Texte source:

::::::

Visite de Mgr KHAIRALLAH à Balamand, avec un groupe de Prêtres
Samedi 18 janvier 2014
Pour la première journée de la semaine de prières pour l’Unité des Eglises, nous avions décidé une excursion avec les prêtres du diocèse vers l’abbaye de Balamand, lieu symbolique pour les orthodoxes antiochiens.
J’ai présidé la délégation. A 10h00, nous étions déjà sur place. S. Exc. Mgr Ghattas Hazim, Supérieur de l’abbaye et neveu du feu patriarche Ignace IV Hazim, nous a accueillis avec certains de ses prêtres. Pour commencer, il nous a amenés à l’église où nous avons prié ensemble pour l’unité de nos Eglises et nous avons chanté notre action de grâce pour cette rencontre en arabe et en syriaque.
Il nous a ensuite entretenus de l’histoire de l’abbaye. C’est l’ancienne abbaye de Belmont qui fut fondée par les Cisterciens en 1157. Les Orthodoxes l’ont pris après la chute du royaume latin en 1291 par les Mamelouks ; et ils disent l’avoir reçu en restitution ; peut-être en effet occupe-t-elle l’emplacement d’un ancien monastère byzantin. Mgr Hazim nous a fait visiter des vestiges byzantins dans le sous-sol. Et c’est le patriarche Hazim qui l’a restaurée, au temps où il était vicaire patriarcal ; puis il a fait construire, en tant que patriarche, la faculté de théologie et l’université.

::::::

Données fournies:
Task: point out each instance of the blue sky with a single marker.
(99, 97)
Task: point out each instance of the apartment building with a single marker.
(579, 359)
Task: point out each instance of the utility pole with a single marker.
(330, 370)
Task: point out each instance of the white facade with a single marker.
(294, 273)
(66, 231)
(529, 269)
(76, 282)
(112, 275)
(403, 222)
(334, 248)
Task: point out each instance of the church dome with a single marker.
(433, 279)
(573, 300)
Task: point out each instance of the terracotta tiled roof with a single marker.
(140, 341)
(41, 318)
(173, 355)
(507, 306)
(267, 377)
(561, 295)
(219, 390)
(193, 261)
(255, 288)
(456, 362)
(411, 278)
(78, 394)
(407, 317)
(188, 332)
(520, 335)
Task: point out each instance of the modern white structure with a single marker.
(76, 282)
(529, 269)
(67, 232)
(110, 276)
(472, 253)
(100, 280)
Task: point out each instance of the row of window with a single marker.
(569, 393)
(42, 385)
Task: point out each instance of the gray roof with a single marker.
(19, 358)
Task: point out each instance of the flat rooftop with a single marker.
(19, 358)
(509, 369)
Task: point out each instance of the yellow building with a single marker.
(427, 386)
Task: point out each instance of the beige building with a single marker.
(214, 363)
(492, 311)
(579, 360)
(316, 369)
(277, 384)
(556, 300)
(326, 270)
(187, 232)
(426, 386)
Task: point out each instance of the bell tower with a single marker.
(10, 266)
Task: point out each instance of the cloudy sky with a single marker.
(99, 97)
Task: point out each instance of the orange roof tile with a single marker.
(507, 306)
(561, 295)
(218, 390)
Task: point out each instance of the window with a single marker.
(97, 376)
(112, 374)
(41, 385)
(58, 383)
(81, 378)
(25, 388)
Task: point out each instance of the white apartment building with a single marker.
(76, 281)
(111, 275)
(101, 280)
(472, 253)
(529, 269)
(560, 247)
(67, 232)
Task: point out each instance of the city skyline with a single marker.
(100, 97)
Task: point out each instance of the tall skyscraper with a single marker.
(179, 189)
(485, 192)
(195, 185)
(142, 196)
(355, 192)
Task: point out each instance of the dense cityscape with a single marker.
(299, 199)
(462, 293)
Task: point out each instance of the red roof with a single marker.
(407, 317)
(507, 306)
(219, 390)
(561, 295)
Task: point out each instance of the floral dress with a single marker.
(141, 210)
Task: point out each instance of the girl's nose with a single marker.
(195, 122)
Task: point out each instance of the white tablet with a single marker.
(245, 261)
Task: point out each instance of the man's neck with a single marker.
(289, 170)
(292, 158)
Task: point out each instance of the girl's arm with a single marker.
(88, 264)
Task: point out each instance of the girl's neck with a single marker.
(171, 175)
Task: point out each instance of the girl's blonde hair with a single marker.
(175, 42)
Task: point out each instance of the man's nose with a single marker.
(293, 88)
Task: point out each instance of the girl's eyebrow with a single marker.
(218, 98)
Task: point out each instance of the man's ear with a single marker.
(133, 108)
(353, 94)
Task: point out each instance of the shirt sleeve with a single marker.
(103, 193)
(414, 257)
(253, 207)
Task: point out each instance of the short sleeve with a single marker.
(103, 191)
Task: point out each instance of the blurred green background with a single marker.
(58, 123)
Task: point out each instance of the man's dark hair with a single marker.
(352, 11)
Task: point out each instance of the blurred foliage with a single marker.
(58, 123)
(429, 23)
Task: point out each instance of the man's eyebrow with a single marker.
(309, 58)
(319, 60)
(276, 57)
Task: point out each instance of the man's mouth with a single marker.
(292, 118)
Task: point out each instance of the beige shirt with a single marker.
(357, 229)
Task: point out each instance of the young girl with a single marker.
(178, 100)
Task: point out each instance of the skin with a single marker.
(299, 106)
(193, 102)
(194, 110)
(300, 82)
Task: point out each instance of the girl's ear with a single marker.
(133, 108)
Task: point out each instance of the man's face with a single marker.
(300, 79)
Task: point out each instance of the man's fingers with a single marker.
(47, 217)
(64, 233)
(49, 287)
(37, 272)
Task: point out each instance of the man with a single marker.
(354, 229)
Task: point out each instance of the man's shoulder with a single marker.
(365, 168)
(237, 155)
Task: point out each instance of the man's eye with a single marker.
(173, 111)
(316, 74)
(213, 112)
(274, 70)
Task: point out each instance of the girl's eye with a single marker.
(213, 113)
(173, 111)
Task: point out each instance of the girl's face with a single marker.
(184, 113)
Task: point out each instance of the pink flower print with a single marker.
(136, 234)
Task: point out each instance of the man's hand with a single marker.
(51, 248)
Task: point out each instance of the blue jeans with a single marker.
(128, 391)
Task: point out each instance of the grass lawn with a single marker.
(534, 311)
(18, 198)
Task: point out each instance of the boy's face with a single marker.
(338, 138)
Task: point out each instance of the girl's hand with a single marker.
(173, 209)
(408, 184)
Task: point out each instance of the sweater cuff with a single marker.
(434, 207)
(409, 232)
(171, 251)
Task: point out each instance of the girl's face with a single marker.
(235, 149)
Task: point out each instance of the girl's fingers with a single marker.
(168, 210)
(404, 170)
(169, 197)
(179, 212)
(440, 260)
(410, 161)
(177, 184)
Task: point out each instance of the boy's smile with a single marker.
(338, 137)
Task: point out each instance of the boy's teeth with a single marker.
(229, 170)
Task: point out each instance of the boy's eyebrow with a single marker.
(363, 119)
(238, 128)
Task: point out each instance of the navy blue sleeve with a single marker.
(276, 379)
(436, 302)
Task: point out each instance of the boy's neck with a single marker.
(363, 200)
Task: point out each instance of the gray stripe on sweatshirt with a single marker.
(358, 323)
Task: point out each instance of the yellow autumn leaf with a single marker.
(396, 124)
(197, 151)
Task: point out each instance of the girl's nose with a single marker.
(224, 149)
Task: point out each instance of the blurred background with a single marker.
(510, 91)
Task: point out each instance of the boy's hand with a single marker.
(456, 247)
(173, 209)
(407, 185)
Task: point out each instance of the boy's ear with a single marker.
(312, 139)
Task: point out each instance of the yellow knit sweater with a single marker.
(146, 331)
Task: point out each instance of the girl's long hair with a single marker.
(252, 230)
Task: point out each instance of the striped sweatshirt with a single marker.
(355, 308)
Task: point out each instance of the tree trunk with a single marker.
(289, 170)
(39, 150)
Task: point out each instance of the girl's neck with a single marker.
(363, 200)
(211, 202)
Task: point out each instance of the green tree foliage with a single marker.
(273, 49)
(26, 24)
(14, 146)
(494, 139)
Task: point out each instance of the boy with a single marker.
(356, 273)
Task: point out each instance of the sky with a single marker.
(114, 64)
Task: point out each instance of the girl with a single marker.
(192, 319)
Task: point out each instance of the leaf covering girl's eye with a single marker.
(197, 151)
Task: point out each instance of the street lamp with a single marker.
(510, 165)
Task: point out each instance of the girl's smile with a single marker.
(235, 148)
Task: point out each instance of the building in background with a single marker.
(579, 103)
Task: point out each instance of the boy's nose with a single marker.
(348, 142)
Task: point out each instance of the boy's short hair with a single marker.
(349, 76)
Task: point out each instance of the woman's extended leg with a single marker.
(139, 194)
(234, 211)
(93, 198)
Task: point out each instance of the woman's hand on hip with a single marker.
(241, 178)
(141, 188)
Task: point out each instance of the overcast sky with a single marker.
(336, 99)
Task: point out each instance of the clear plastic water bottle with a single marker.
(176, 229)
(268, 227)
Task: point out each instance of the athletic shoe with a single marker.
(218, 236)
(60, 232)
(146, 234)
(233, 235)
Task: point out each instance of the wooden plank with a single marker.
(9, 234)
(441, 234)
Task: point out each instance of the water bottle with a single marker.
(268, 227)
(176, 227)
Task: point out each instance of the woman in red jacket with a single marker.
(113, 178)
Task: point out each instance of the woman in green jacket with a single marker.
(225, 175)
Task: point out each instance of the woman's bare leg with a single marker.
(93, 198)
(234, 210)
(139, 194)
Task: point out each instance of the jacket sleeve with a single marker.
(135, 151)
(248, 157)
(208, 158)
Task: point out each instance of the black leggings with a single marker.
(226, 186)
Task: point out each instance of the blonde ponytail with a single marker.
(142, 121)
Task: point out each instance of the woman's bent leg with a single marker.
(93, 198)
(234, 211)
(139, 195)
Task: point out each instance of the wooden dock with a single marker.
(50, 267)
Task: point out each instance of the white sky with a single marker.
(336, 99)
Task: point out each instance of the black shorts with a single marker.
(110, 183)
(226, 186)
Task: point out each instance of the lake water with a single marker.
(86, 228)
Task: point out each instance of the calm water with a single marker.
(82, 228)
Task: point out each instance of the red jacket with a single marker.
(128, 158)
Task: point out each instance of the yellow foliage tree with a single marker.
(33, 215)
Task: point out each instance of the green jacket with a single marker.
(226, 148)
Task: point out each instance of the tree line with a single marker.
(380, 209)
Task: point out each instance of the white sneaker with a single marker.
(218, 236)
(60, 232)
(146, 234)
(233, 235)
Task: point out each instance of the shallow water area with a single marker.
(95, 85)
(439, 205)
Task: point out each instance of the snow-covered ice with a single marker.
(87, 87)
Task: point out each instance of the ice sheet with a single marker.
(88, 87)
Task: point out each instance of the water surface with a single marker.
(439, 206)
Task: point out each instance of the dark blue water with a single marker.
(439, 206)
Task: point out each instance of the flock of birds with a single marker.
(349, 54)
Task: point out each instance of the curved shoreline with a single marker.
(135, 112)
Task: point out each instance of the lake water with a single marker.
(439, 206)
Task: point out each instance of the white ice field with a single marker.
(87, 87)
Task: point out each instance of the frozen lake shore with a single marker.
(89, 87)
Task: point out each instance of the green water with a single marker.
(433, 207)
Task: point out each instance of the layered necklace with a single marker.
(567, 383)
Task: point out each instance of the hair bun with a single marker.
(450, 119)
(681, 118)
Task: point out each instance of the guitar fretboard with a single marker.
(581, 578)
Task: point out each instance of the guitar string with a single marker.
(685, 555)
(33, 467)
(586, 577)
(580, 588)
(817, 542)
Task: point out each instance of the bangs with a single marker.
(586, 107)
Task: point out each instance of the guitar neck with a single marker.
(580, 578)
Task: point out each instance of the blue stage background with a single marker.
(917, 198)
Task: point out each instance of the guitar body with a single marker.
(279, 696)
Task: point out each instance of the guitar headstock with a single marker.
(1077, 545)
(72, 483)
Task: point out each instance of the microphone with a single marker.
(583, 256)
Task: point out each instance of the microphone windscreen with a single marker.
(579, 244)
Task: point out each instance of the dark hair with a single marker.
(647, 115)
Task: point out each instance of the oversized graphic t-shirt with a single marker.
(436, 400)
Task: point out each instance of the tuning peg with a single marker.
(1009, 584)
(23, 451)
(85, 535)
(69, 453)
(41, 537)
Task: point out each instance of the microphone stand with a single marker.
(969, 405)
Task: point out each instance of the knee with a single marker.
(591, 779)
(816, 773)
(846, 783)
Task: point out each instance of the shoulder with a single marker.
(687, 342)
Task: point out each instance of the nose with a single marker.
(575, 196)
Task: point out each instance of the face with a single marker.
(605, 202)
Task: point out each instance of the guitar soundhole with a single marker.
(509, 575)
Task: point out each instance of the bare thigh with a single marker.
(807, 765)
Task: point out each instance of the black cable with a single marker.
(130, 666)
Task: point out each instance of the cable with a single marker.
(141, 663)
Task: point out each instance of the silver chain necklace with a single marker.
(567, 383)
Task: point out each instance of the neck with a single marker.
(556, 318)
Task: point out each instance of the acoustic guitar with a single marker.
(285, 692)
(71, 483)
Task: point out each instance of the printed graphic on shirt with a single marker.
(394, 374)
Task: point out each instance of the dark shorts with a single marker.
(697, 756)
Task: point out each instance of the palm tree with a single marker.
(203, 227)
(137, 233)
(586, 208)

::::::

Consignes:
1 – D'après le récit de la visite à Balamand, en quelle année les Cisterciens ont-ils fondé l'abbaye de Belmont ?
2 – Poursuivez, s'il vous plaît, le récit de la visite à Balamand à partir de l'endroit où il s'arrête.
La liste n'a aucun rôle dans ce travail.

Réponses:
1 – En 1157.

2 –
Après un tour guidé qui a duré près d’une heure, nous nous sommes retrouvés au salon pour un échange ouvert et fraternel. Voici l’essentiel des deux interventions de Mgr Hazim et de Mgr Khairallah :
Mgr Hazim : dans une rencontre comme celle-là, les cœurs s’ouvrent à une connaissance plus profonde et une reconnaissance mutuelle. Et c’est ce qui nous intéresse plus que les sermons et les causeries. C’est l’unité vécue. « Si vous vous aimez les uns les autres, le monde saura que vous êtes mes disciples », nous dit Jésus. Ce que Jésus nous demande, c’est de nous aimer les uns les autres pour témoigner de Notre Seigneur Jésus Christ présent parmi nous.
Nous rendons grâce à Dieu pour nos patriarches qui ont déjà fait un long chemin ensemble vers le rapprochement et l’ouverture des cœurs. C’est le témoignage que donnent les rencontres fréquentes entre les patriarches Raï et Yazigi, comme c’était le cas entre les patriarches Sfeir et Hazim. C’est aussi le cas lorsque les patriarches, catholiques et orthodoxes, se retrouvent dans le cadre du Conseil des Patriarches Catholiques d’Orient pour étudier des questions pastorales. C’est une bouffée d’oxygène et un encouragement pour nos peuples.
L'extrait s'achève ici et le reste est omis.